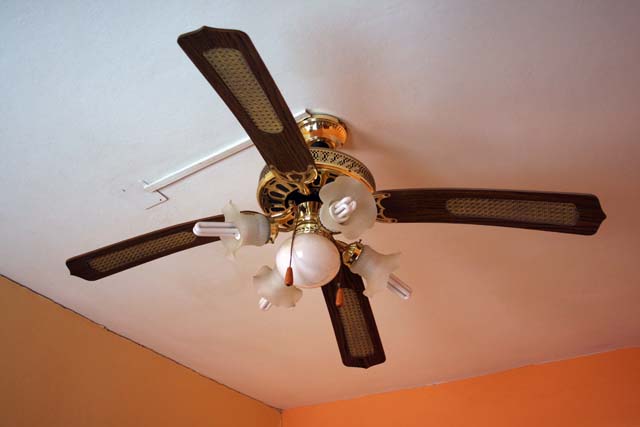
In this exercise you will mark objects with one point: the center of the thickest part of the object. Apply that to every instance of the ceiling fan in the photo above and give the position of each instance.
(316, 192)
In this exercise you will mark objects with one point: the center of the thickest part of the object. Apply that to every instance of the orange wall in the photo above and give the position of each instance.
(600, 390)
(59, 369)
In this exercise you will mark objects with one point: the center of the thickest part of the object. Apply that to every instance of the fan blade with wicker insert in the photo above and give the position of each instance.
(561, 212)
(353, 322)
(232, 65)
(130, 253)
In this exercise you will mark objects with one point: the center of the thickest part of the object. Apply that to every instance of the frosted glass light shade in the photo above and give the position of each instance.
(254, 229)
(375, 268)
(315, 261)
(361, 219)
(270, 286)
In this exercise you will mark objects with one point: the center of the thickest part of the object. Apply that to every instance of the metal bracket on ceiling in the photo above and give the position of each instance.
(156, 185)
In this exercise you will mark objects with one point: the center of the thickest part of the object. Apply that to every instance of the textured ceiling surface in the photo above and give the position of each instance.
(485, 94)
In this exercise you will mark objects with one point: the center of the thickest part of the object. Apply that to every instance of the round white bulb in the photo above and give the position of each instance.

## Given task:
Reproduce exactly the line containing "of the orange" and every line after it through the end of the records above, and nothing else.

## Exercise result:
In this exercise you will mark objects with one point: the center of the thickest part of the object. Apply that to every instance of the orange wall in the photo above and give the position of each instance.
(600, 390)
(59, 369)
In this exercise you will mark objects with one point: the center of the thickest part of the object. Apply that to every instance of the fan blade with wicker insert in the photo above and give the position of each instance.
(561, 212)
(353, 322)
(232, 65)
(130, 253)
In this exercise you will mark objects with one point: the center of the thickest part of the object. Apply that to every instance of the frosted glass light shade in the photo above and give the position of each instance.
(254, 229)
(375, 268)
(315, 261)
(361, 219)
(270, 286)
In this exercise you will mark objects with one point: the center of the thickest part of the object. Apply that to every instance of the metal bracket on ceiling in the photo above and give the position of each instance.
(156, 185)
In this exercise you will mark objects with one point: the center of the thickest part of the object. Apply that to every instance of the textured ceiling surface in the photo above and give the position of each instance.
(485, 94)
In this exercise you will mark objects with one point: the center of the thickest part of the object. Apply that to every instance of the round white bulb in the photo above and give the position of each instance.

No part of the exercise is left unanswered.